SUPPLIED TEXT =
---*---

BCSO said the case is being investigated as a homicide.

Franky’s family said he had moved from Carrizo Springs, Texas to San Antonio on Tuesday, May 5, and was staying with a friend while he looked for his own apartment. He had recently worked for SpartanNash in North Dakota and hoped to find similar work in San Antonio.

His dream, his mother said, was to get his commercial driver’s license, become a truck driver and one day start a business with his father using the family name.

“He wanted to try to get his own apartment and get a job,” Erica said. “As a mom, I was hesitant, but then I said, ‘Alright, that’s fine.’”

Erica said she saw her son in San Antonio the day before he was killed, when she was in town for a doctor’s appointment. She said Franky made sure she hugged him before she left.

“He was like, ‘Make sure you come and give me a hug before you leave,’” Erica said.

The next night, she said, Franky called her shortly after 10 p.m. asking for his sister, Alyssa, who was asleep. About 10 minutes later, Erica said, he called again.

That call became what she described as the worst call of her life.

“He’s like, ‘Mom, can you call [my roommate]? Tell her I’ve been shot,’” Erica recalled. “I thought that he was playing around, because he used to joke with me a lot.”

But then, she said, she heard her son struggling to breathe.

“I was hearing him breathe, like he couldn’t breathe right,” she said. “He was breathing very heavy.”

Erica was about two hours away in Carrizo Springs, trying to keep Franky on the phone while also trying to reach his roommate. Franky’s sister, Alexis Ivy, eventually reached his roommate, who said Franky had gone to the store with a new friend he met the day before and then to another apartment building in the same complex.

Alexis said the roommate first told her Franky was outside and fine, then went to check on him.

“She’s like, ‘Alexis, I can’t find him. He’s not here. I don’t know where he is,’” Alexis said.

Moments later, Alexis said, the roommate called back. She went to the friend’s building and traced Franky outside of a third floor apartment using the sound of his phone ringing.

---*---

PROVIDED DATA =
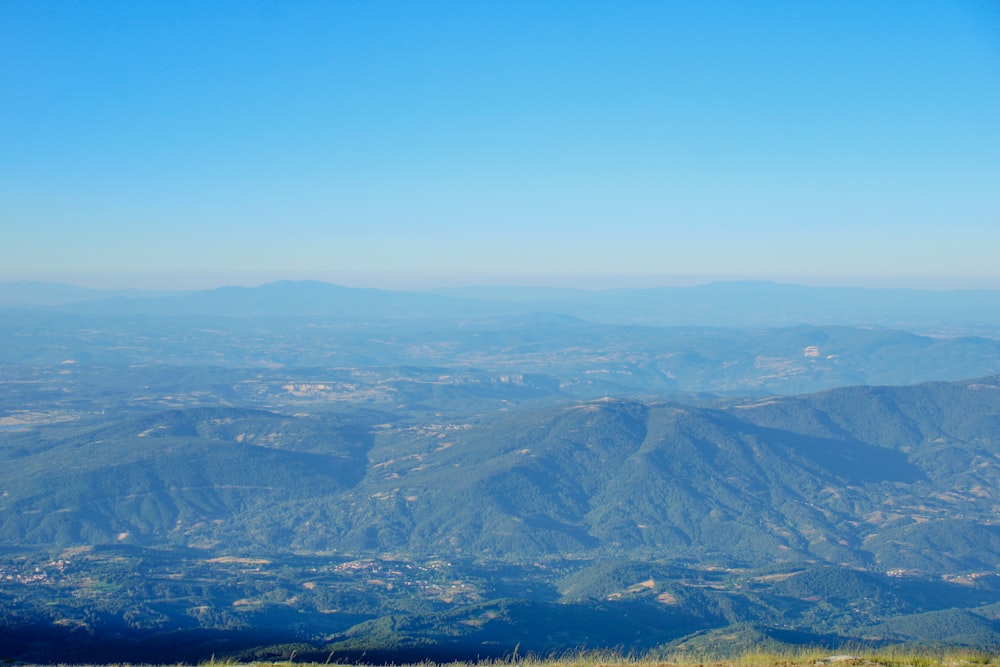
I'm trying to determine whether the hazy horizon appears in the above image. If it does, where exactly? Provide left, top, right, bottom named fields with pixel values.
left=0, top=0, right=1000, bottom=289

---*---

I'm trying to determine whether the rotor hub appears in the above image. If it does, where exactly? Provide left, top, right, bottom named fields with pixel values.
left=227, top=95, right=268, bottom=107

---*---

WHAT THE EXERCISE ASKS =
Answer these about the news report:
1. Which company had Franky recently worked for, and in which state?
2. What brought Erica to San Antonio the day before her son was killed?
3. How did the roommate find Franky outside the third floor apartment?

ANSWER TO THE EXERCISE =
1. SpartanNash, in North Dakota.
2. A doctor's appointment.
3. She followed the sound of his phone ringing.